> **Text shown**
'''

Recently, several members of our team attended a conference that featured a range of keynote speakers each day. These speakers covered topics ranging from in-the-weeds details about the business of creativity to big picture thinking about the issues that define major industries. They were business owners, thought leaders, and people who had achieved incredible success in their careers.
But despite their qualifications, skills, and expertise, they all made the same presentation mistakes. Now, we don’t say that to criticize them, but rather to show that even experienced speakers with lots of practice speaking in front of audiences can fall prey to the same challenges that inexperienced presenters face.
So in this blog, we’re going to run through a few of the simplest ways that any presenter can make their keynote address more audience-friendly. But don’t think you need to be stepping onto the big stage to get the most from this blog – the same advice that applies to keynote presentations will also enhance the quality of your everyday presentations!
Tip #1: Set the stage with storytelling
Picture this. You are sitting with a few hundred of your closest colleagues as the first keynote of the day kicks off.

'''

> **Given entries**
'''

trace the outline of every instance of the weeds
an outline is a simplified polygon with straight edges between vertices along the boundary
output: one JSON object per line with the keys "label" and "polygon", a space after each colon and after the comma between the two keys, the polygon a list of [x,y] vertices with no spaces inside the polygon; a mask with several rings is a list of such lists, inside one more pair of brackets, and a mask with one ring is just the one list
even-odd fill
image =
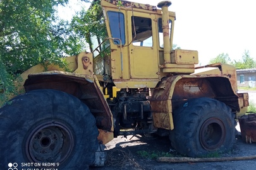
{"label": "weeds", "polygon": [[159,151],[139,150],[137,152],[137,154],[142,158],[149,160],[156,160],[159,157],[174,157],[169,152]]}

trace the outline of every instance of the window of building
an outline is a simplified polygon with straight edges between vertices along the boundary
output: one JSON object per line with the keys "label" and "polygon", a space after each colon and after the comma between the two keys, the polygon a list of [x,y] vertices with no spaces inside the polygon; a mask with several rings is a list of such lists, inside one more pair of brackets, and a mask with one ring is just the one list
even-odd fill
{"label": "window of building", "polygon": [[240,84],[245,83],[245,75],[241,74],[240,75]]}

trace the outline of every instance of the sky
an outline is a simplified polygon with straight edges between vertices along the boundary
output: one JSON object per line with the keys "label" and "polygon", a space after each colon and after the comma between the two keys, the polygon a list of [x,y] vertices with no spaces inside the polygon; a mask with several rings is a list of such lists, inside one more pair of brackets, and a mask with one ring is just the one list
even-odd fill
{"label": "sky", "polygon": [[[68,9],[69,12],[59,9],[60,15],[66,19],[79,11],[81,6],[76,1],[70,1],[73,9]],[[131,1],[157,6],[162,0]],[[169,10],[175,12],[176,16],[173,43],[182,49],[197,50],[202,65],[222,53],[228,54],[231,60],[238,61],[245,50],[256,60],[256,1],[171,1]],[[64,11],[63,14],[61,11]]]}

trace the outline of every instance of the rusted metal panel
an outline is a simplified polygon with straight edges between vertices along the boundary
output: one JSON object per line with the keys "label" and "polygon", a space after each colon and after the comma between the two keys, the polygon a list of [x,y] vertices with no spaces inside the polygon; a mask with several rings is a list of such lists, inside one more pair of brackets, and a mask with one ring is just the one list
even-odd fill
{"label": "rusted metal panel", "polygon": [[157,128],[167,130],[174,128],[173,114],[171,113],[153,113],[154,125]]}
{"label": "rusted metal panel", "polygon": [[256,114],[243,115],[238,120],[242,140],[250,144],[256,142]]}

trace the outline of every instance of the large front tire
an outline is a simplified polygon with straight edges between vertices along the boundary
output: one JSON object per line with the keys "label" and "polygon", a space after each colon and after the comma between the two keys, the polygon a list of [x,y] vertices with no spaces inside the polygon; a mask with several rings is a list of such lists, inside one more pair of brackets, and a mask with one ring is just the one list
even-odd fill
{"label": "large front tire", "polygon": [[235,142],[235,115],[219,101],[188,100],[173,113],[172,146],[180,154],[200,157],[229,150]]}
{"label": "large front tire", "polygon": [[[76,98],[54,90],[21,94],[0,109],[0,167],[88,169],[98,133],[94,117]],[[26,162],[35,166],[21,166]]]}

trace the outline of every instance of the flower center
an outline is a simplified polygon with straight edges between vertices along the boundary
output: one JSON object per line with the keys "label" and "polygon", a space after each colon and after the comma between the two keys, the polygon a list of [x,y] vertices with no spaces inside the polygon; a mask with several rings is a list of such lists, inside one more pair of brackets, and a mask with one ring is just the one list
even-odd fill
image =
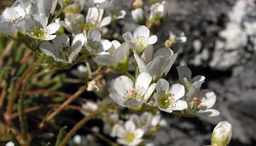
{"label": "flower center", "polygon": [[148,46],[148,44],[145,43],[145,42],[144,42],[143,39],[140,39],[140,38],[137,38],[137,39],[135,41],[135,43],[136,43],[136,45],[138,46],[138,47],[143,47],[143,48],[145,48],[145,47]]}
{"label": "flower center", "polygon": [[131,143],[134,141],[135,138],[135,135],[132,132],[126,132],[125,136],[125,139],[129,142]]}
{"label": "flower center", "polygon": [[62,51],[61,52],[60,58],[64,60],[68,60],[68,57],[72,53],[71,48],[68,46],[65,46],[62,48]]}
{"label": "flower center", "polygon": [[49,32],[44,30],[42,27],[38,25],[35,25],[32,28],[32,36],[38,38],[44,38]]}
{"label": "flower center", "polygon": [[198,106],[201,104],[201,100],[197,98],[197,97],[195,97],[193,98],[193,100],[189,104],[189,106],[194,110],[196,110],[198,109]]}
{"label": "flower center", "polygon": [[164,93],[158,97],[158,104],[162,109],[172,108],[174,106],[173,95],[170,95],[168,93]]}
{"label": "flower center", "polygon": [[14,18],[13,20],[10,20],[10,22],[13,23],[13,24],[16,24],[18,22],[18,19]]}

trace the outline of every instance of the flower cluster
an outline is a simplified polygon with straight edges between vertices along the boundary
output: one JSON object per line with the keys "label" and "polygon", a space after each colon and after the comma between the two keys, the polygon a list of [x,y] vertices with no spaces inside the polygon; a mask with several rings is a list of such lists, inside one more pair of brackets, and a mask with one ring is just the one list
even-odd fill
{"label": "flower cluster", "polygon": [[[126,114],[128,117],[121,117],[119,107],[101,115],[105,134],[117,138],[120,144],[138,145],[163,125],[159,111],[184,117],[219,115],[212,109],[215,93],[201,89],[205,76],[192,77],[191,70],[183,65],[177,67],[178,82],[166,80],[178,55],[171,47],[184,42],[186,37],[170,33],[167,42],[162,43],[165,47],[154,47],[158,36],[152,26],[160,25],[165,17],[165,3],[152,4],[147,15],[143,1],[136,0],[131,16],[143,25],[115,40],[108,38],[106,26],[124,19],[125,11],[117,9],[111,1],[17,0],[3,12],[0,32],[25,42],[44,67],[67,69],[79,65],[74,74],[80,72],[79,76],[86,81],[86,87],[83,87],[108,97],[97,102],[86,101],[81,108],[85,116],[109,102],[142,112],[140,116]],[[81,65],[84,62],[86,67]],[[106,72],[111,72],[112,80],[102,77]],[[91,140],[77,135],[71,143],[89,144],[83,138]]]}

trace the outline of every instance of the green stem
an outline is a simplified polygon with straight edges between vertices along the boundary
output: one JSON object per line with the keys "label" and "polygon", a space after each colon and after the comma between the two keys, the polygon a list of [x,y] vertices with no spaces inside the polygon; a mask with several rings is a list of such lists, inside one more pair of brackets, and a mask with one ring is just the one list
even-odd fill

'''
'''

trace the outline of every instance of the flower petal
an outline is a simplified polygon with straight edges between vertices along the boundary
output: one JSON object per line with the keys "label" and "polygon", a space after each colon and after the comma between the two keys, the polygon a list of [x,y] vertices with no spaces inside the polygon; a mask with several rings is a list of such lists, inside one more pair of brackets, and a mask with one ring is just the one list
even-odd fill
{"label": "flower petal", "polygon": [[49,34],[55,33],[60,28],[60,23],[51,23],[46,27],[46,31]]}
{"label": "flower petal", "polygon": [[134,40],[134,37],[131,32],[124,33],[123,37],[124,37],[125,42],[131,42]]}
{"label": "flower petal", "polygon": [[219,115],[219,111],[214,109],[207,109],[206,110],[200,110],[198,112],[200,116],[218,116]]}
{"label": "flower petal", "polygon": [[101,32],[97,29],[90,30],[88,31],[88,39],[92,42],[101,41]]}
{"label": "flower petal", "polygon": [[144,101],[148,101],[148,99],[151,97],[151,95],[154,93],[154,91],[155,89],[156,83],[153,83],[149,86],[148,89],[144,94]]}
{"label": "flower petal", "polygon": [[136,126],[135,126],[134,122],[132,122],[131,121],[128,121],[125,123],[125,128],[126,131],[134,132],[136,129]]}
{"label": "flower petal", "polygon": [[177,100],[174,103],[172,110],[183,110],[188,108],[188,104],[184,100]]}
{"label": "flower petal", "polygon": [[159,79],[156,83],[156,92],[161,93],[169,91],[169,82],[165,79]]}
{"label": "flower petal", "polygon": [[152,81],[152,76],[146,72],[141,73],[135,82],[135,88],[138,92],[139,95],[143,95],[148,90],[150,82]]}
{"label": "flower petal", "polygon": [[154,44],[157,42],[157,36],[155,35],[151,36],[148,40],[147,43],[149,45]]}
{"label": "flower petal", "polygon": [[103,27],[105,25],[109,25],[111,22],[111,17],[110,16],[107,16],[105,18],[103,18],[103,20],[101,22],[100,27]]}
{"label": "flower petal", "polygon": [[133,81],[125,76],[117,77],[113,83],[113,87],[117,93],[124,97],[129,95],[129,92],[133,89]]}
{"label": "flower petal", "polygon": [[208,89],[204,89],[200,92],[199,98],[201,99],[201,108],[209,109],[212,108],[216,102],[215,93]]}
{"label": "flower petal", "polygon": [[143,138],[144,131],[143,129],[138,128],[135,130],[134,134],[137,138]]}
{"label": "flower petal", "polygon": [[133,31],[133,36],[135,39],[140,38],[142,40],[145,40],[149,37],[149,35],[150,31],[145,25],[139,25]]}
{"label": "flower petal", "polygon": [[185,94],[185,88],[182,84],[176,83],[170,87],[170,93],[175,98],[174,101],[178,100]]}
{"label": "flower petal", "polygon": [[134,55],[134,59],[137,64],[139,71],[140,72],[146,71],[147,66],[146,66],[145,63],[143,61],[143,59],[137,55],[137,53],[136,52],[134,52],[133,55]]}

'''

> **What the exercise asks**
Turn the paragraph in the keynote-tips text above that begins "Recently, several members of our team" into a short bulleted list that keeps its main facts.

> **Output of the exercise**
- Several team members recently attended a conference with a range of keynote speakers each day.
- Topics ran from detailed points about the business of creativity to big-picture thinking on issues that define major industries.
- The speakers were business owners, thought leaders, and people with highly successful careers.